§ To do
From the material below, copy every line in which the word "board" occurs.

§ Exercise materials

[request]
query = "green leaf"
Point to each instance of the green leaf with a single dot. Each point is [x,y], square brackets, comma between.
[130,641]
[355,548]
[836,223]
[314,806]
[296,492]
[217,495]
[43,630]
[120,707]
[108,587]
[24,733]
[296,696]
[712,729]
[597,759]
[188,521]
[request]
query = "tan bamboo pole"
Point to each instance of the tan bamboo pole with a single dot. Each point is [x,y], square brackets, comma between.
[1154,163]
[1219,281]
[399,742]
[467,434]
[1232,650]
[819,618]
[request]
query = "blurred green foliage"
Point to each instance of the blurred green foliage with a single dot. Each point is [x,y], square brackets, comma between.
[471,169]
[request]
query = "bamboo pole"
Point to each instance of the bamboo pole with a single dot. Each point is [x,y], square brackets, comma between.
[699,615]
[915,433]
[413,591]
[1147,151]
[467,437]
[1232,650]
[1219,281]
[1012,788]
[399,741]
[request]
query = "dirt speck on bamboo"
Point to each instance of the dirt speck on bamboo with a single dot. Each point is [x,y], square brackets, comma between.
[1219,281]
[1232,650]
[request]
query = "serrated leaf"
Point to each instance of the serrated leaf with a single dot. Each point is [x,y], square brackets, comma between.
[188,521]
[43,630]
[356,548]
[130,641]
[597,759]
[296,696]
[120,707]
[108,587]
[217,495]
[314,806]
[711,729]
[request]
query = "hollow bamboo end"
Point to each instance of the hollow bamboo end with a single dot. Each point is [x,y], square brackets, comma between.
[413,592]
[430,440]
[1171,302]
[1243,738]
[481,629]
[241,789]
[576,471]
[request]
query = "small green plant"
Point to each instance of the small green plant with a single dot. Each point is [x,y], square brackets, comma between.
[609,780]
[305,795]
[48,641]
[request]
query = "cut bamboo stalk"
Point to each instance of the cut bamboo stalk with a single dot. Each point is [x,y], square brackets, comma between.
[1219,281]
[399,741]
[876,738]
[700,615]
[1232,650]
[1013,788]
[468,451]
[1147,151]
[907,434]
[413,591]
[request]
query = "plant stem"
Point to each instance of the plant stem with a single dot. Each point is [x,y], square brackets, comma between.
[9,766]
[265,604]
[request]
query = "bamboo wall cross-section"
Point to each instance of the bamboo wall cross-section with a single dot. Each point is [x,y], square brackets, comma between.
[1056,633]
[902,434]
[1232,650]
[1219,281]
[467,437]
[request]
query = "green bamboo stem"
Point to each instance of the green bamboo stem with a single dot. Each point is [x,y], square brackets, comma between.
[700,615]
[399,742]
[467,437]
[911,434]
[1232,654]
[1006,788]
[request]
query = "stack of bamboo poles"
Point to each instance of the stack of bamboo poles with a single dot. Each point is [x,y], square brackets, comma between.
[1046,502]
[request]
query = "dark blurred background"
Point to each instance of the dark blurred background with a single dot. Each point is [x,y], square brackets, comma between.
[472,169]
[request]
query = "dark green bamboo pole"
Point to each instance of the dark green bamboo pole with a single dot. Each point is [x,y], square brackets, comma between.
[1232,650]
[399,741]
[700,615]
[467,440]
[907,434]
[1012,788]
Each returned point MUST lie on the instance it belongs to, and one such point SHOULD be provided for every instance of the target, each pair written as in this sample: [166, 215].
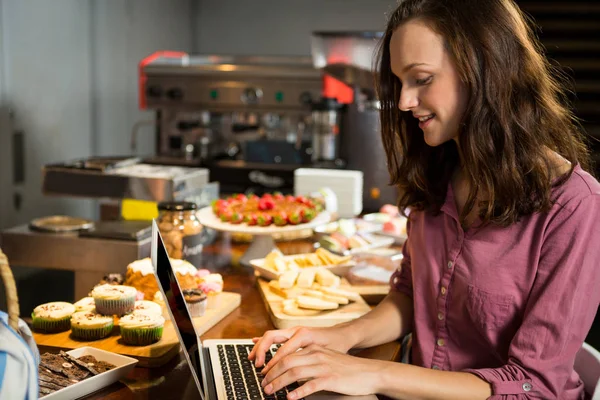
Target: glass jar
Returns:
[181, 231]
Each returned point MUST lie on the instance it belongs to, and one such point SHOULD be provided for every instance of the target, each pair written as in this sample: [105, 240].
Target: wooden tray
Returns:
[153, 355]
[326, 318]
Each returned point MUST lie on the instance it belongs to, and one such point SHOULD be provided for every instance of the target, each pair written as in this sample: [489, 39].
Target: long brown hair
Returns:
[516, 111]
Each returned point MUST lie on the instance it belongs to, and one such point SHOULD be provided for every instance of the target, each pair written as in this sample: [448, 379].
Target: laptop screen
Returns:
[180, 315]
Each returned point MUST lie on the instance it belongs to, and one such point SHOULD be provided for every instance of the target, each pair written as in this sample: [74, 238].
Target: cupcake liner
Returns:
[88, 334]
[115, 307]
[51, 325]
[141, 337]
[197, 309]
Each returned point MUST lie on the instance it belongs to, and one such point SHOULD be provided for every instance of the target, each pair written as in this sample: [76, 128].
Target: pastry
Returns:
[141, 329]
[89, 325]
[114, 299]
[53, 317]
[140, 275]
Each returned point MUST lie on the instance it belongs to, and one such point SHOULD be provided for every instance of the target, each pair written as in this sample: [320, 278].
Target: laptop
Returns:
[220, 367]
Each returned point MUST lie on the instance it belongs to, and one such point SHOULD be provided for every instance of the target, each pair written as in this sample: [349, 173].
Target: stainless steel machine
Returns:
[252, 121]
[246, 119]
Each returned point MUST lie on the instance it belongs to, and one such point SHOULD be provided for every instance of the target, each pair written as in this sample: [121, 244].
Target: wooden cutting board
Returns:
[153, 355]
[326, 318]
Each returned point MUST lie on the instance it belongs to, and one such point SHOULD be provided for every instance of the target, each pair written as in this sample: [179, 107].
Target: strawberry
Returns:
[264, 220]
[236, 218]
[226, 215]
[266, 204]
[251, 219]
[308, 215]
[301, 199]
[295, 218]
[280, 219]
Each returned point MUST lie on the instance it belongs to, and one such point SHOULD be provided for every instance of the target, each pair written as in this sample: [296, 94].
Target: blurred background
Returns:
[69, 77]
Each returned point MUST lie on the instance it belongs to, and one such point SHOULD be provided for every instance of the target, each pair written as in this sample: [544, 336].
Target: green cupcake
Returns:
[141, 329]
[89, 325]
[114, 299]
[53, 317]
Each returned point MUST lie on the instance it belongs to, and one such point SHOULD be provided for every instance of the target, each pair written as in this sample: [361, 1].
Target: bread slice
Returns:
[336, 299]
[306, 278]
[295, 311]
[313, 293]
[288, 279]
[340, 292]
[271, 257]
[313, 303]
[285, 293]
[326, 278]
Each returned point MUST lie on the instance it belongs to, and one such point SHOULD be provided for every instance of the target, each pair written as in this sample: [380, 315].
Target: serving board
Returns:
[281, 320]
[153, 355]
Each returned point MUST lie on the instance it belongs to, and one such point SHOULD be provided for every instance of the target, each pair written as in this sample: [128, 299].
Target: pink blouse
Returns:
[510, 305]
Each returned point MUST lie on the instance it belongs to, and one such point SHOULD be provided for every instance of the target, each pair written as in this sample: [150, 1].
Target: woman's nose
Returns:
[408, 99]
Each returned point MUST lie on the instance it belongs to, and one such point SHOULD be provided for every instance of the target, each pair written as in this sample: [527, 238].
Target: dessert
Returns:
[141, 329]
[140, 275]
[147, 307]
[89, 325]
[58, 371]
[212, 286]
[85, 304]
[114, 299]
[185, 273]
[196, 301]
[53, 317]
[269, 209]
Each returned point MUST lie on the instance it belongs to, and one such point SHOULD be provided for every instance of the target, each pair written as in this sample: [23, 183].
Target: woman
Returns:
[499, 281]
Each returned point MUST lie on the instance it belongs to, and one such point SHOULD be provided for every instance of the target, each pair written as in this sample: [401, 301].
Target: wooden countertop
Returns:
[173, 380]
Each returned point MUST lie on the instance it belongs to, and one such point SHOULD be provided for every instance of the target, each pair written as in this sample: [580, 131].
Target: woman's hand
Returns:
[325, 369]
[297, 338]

==

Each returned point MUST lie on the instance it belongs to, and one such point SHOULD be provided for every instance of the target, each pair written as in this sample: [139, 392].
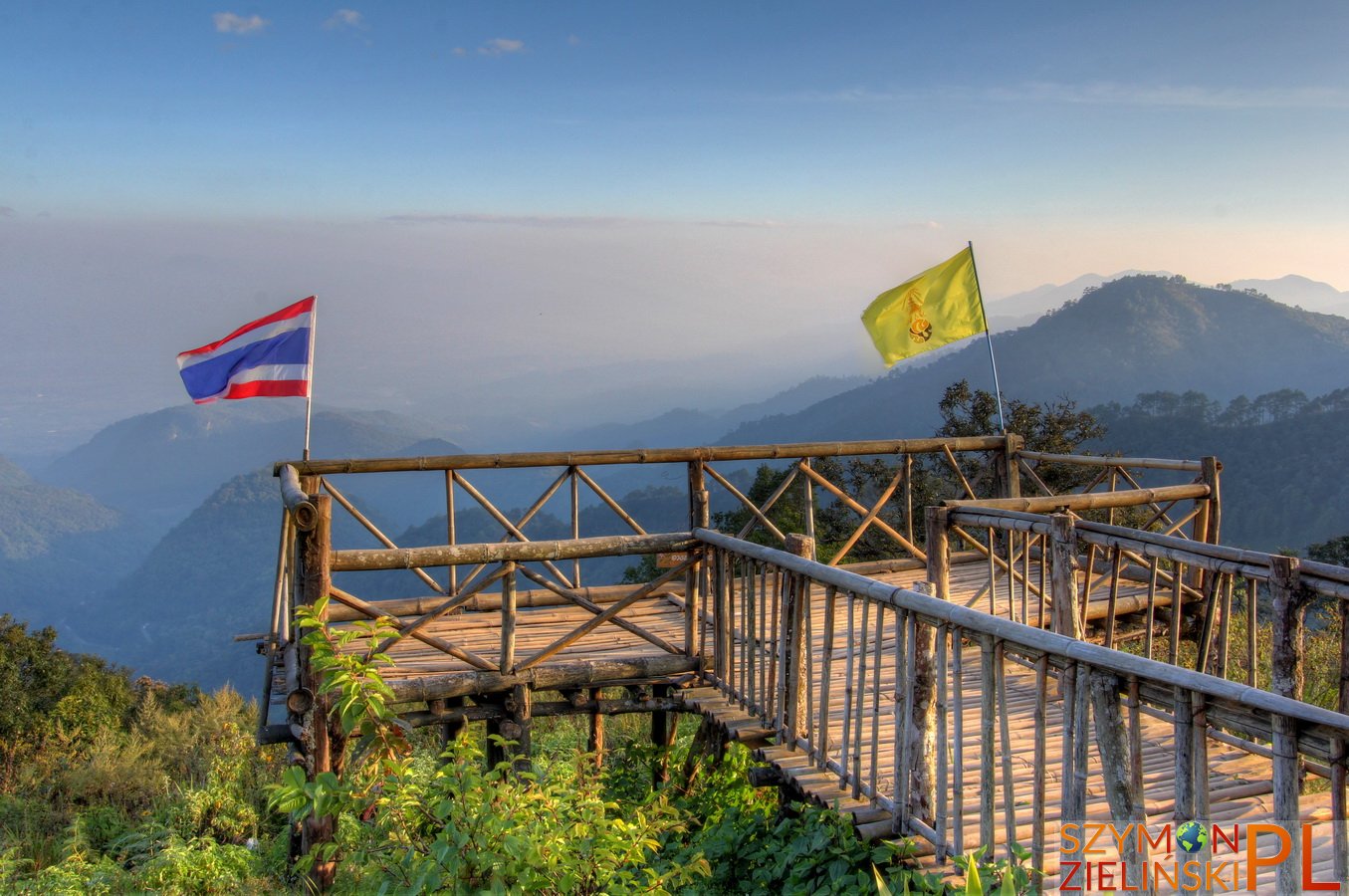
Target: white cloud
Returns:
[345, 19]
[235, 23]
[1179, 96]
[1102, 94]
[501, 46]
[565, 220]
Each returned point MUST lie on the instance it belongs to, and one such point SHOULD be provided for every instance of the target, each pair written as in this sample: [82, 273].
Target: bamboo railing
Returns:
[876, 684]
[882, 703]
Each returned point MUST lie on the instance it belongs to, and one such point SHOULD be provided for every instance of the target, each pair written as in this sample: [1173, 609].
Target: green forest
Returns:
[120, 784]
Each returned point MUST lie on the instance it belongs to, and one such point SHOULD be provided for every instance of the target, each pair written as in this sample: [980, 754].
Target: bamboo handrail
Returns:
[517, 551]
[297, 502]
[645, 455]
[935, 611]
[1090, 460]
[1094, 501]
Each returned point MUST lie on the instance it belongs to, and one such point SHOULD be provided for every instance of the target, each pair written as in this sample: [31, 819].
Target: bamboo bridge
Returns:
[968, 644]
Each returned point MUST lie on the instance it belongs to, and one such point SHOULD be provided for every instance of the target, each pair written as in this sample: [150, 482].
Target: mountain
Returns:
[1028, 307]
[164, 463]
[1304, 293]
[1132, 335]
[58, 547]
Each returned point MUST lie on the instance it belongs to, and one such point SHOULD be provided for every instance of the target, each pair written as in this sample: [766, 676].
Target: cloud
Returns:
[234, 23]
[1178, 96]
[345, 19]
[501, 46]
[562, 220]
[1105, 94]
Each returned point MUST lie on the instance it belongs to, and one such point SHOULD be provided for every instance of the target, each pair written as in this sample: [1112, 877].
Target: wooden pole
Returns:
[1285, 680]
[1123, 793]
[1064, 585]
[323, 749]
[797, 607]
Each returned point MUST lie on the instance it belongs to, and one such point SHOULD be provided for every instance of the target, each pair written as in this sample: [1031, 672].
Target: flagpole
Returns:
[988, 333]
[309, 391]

§ Task response
Target: wooden cutting board
Target: serving board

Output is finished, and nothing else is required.